[Photo labels with bounding boxes]
:::::
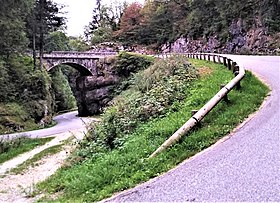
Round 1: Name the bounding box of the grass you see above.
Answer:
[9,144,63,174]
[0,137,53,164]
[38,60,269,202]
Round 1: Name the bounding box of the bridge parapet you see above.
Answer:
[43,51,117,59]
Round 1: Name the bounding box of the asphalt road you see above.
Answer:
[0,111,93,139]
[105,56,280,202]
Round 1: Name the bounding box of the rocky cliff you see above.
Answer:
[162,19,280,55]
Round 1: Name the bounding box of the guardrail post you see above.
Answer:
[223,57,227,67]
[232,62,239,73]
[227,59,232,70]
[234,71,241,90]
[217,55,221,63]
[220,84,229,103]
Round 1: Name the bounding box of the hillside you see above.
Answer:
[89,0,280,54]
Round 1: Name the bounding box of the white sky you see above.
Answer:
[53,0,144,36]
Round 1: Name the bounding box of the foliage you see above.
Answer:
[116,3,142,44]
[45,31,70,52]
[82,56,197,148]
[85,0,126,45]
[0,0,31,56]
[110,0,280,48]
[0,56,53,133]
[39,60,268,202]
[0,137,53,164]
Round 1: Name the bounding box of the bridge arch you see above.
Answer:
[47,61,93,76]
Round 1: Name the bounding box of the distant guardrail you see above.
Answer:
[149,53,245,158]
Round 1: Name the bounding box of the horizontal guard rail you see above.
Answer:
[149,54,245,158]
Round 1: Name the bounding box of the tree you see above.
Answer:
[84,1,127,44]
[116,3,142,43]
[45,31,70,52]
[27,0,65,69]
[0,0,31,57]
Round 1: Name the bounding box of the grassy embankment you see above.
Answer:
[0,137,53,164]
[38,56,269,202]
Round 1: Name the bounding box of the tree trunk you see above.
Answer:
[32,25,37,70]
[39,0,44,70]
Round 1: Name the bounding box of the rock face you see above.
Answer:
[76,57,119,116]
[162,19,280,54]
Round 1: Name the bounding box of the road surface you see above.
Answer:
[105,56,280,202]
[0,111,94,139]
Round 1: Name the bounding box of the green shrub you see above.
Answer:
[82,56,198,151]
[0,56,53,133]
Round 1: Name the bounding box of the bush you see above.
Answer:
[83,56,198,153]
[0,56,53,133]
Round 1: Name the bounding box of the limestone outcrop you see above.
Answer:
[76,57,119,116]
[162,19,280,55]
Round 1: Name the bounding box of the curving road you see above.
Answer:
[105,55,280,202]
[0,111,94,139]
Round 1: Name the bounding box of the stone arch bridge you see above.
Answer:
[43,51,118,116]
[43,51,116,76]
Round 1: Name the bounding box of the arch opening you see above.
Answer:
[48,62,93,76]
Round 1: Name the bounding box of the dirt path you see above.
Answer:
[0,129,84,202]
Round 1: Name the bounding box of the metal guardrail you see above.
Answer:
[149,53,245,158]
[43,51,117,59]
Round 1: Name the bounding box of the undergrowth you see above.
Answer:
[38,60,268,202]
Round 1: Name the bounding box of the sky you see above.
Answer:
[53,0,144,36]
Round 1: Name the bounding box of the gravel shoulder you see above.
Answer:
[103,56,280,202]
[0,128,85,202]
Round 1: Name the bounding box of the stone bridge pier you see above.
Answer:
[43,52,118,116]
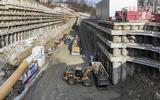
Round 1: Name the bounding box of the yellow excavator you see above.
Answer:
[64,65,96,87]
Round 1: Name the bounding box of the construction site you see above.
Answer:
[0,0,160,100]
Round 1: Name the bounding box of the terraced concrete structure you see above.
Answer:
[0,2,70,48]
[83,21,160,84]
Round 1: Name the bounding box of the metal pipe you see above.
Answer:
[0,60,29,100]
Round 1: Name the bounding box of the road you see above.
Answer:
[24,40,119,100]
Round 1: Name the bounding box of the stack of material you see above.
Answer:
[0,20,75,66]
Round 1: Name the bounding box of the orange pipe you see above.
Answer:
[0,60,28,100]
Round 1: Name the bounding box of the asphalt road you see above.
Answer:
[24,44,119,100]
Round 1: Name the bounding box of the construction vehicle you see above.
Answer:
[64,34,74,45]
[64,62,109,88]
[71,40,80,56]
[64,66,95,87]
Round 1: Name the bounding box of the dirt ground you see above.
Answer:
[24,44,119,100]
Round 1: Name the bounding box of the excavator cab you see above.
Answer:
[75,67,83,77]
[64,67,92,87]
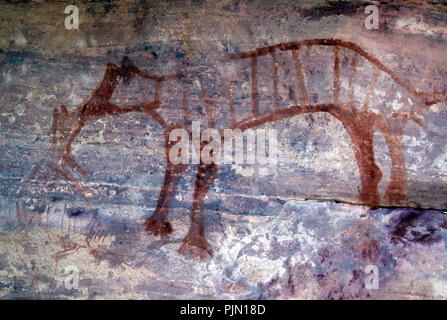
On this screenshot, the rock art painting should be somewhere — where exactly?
:::::
Repeat the entries verbatim, starting with the line that contains "Round 1: Name the bounding box of the arch" and going on through the line that contains "[38,60,268,202]", both lines included.

Round 1: Name the bounding box of the arch opening you see above.
Answer:
[48,62,93,76]
Round 1: Name the bounding box of the dirt path you see above.
Answer:
[0,129,84,202]
Round 1: Name the bounding box of the metal guardrail you see above.
Answer:
[149,53,245,158]
[43,51,117,59]
Round 1: Name the bounding box of the undergrowth you see above.
Answer:
[38,60,268,202]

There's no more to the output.